> [Given instruction] In the data below, rewrite the lines from the one containing "In this picture, where can the fingers" through the end, with "cat's chin" changed to "cat's jaw" and nothing else altered.

Some records:
╭──
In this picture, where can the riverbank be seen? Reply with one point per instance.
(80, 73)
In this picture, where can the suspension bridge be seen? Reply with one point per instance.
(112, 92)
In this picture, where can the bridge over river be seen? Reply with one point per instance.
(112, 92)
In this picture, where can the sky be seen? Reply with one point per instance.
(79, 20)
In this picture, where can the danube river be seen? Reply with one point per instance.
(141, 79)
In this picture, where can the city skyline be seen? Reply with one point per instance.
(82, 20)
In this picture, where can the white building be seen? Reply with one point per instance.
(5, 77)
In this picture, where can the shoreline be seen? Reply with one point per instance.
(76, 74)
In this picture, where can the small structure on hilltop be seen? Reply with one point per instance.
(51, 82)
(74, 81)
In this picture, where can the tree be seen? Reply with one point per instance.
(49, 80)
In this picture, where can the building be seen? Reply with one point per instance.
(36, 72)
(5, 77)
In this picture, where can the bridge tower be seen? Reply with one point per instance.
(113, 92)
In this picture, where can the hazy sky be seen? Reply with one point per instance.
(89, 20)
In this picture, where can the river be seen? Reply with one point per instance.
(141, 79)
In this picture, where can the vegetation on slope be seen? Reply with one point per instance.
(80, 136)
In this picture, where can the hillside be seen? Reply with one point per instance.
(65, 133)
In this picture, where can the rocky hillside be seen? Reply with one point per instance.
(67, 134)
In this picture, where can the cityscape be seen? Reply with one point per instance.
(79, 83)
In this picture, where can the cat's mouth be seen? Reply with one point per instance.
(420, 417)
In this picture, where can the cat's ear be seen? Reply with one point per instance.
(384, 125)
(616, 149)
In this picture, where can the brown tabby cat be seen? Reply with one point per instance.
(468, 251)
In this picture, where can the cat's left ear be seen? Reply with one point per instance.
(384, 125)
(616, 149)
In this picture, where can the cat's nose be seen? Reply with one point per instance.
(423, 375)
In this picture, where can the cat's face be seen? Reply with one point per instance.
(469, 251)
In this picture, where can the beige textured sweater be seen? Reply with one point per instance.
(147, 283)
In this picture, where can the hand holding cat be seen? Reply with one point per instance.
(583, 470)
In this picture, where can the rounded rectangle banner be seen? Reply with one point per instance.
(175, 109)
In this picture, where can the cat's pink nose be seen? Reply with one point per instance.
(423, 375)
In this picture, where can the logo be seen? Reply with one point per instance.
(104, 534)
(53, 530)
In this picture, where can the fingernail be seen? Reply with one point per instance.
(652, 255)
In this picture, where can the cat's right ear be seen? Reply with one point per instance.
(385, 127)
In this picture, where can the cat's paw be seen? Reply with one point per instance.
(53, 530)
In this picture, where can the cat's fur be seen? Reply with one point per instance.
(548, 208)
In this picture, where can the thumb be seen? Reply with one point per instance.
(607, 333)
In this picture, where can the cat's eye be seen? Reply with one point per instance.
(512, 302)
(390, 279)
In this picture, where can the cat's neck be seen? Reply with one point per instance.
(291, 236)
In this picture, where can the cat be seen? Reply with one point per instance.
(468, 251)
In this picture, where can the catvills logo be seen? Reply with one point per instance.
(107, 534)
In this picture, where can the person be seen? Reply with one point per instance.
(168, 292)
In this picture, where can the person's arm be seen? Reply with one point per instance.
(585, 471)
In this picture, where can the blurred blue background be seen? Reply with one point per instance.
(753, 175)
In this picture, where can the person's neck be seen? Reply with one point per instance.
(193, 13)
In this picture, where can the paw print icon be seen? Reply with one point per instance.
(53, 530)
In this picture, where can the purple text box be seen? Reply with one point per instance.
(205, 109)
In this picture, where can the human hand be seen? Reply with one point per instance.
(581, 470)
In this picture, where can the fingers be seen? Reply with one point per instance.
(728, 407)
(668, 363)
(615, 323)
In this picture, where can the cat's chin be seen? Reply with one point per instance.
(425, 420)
╰──
> [Response to the task]
In this picture, where can the fingers be seen? Reply with one point per instance.
(728, 407)
(668, 363)
(615, 323)
In this picture, where can the cat's jaw be seen? Reply with one point per instance.
(425, 420)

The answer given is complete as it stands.